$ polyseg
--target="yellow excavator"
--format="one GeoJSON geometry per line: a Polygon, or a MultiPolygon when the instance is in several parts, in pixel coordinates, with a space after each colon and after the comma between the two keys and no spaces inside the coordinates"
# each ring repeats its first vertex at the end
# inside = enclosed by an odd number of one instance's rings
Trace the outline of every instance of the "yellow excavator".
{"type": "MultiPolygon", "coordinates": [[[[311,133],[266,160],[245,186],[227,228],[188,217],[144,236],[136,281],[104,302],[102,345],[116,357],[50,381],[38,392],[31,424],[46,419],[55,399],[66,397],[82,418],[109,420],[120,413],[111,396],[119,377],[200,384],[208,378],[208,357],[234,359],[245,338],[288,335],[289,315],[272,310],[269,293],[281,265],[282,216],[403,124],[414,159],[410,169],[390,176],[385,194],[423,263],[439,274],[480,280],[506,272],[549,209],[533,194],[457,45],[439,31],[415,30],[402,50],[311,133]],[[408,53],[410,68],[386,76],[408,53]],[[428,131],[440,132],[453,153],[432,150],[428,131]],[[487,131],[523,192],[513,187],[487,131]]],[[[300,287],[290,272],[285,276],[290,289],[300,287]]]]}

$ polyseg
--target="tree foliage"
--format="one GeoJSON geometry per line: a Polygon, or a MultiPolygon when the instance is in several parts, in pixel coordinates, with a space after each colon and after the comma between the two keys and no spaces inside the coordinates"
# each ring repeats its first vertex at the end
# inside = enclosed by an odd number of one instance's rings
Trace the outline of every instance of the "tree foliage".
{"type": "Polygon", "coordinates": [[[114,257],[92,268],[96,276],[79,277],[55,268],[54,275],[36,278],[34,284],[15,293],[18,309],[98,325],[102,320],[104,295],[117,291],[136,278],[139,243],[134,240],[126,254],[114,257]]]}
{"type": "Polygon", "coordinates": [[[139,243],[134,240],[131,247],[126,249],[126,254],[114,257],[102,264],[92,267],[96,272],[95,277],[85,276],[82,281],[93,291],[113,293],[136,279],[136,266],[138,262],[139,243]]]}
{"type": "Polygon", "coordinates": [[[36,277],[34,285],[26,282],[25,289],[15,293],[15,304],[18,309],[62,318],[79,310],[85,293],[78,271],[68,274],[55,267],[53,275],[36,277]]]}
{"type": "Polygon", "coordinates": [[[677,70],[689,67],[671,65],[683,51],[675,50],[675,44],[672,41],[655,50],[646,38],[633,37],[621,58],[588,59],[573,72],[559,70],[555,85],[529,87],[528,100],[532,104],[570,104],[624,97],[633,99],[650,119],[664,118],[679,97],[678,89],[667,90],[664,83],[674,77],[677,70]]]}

**EXERCISE TASK**
How many lines in the rows above contain the string "target"? Case counts. Reply with the number alone.

**THE REPLY**
2